## TASK DETAILS
Rewrite the records, substituting "bow tie" for every "necktie" and leaving all else unchanged. Omit the pictures.
[BEGIN]
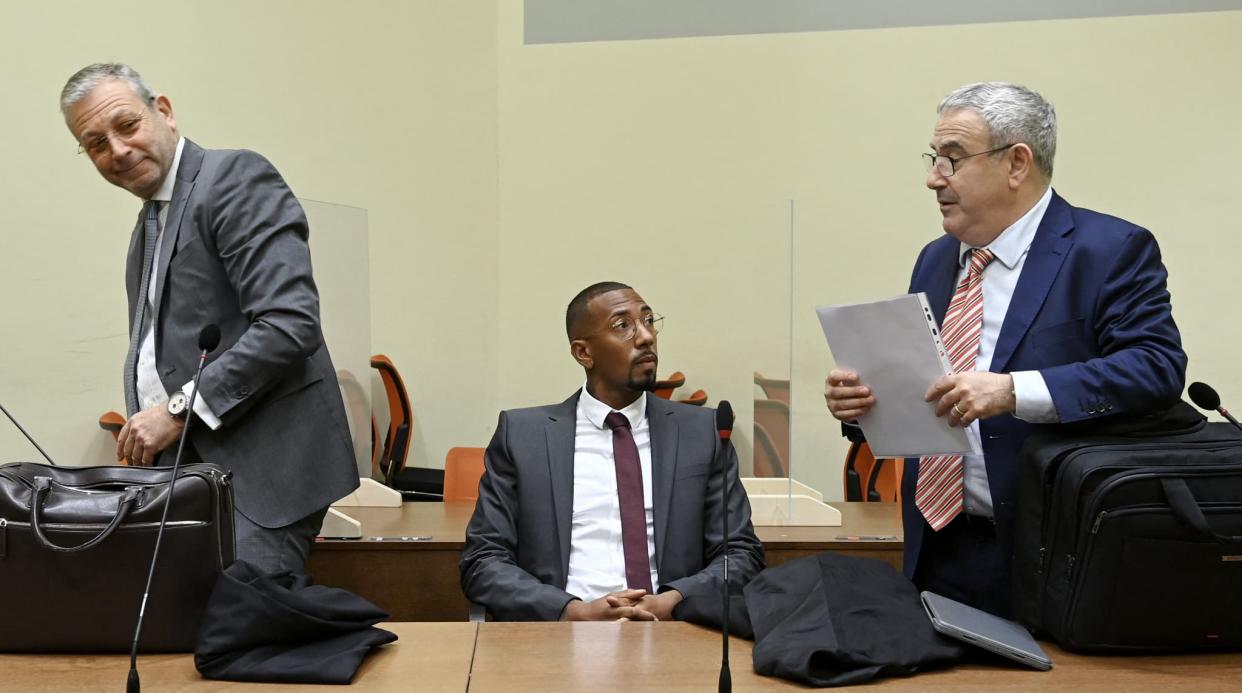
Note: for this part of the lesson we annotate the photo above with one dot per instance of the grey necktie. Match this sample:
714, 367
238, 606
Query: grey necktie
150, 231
[END]
## PROBLEM SOLUTION
Note: for this part of the lesson we annotate the photo above with one dot per instance of the grey bow tie. Match this sample:
714, 367
238, 606
Query: grey bow tie
150, 231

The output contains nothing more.